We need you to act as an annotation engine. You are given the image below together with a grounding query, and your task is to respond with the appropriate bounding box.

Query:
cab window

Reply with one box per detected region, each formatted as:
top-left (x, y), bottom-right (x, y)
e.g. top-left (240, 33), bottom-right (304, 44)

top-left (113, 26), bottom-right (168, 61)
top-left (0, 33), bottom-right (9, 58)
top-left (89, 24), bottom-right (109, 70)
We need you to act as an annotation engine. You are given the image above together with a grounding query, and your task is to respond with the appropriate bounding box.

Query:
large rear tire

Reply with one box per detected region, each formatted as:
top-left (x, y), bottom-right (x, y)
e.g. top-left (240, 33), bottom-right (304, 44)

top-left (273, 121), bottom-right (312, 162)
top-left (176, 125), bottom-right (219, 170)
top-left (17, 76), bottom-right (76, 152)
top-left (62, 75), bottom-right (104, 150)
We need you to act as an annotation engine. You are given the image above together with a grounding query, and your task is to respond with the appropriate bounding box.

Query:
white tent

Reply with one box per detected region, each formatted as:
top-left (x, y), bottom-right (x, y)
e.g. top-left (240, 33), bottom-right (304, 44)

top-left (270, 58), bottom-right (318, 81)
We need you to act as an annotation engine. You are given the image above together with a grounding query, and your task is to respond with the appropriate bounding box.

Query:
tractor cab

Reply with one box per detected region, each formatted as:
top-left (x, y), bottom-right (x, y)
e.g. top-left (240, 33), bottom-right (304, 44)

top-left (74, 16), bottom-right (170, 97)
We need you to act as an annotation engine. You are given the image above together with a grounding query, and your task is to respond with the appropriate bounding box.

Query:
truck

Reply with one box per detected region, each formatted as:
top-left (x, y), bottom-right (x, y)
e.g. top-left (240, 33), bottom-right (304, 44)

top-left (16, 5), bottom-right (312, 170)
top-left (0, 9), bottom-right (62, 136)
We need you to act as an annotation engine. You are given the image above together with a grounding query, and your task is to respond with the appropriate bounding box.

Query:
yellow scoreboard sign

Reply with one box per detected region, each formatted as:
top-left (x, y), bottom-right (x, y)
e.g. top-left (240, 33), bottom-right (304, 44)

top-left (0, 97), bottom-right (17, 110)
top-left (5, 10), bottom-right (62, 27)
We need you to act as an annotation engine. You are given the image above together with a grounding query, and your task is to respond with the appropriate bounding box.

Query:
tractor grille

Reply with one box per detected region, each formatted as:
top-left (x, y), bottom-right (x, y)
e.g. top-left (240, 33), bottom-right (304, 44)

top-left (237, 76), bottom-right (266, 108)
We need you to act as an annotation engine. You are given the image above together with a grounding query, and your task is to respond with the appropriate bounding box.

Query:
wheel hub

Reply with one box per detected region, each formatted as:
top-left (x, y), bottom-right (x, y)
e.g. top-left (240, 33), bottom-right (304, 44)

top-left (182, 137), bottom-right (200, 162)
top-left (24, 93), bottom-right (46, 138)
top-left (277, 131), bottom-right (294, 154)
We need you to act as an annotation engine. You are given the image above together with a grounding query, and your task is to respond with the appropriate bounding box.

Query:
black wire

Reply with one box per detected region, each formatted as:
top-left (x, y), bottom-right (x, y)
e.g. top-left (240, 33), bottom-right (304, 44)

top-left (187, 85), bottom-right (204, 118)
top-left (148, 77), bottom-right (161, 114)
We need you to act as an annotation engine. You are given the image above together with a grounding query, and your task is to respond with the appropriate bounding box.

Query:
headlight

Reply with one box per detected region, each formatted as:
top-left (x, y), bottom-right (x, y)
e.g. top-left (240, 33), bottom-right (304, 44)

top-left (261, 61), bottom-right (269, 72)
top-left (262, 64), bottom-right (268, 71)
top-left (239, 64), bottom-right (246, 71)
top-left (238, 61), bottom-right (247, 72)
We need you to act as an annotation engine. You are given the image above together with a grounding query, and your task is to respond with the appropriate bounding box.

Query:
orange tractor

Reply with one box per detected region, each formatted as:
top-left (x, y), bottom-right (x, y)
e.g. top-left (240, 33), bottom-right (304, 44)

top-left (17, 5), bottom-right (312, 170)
════════
▶ _Exercise brief_:
Go through the records above and, whenever a line includes the word "tractor", copy it.

▶ _Problem solution_:
tractor cab
tractor grille
orange tractor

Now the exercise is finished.